→ SOURCE
---

7th Sunday of Easter Year C

7th Sunday of Easter 25

Acts 7:55-60; Apocalypse 22: 12-20; John 17:20-26

Last week, it seemed to me that there were three statements which formed focal points in the day’s Gospel: today, I would suggest that there are three words which are “come”, “one”, and “love”.

Let’s take “come” first of all. Were it not for a final blessing—“the grace of the Lod Jesus be with you all”—the Bible would end with the call “Come, Lord Jesus”. The Book which we identify as the word of God effectively ends with a prayer that Jesus, who is Lord, the Second Person of the Blessed Trinity, will come.

Come how? Come when? Come where? “Ah, that’s easy,” you may say. “Come in glory at the end of time”—and you will be correct. We do indeed pray for the Second Coming of Christ, when the glorified Jesus will return in that glory to judge the world, and to call His people to Himself. That is how the early Church interpreted this prayer. They believed that the end of the world was imminent, and prayed that it would happen in their lifetime.

---

→ DATA SECTION
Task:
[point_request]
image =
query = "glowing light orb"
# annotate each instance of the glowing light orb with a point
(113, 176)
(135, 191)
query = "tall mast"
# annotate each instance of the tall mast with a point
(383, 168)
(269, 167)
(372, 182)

---

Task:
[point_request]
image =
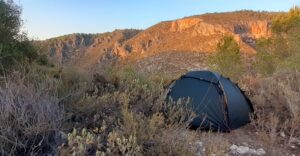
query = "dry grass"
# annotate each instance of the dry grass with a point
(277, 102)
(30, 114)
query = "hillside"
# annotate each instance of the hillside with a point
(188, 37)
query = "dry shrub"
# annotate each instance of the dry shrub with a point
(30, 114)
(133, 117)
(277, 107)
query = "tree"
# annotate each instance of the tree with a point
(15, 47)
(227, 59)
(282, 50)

---

→ DESCRIPTION OF THE TASK
According to the homily above, which three words are the focal points in the day's Gospel?

→ SOLUTION BELOW
"Come," "one," and "love."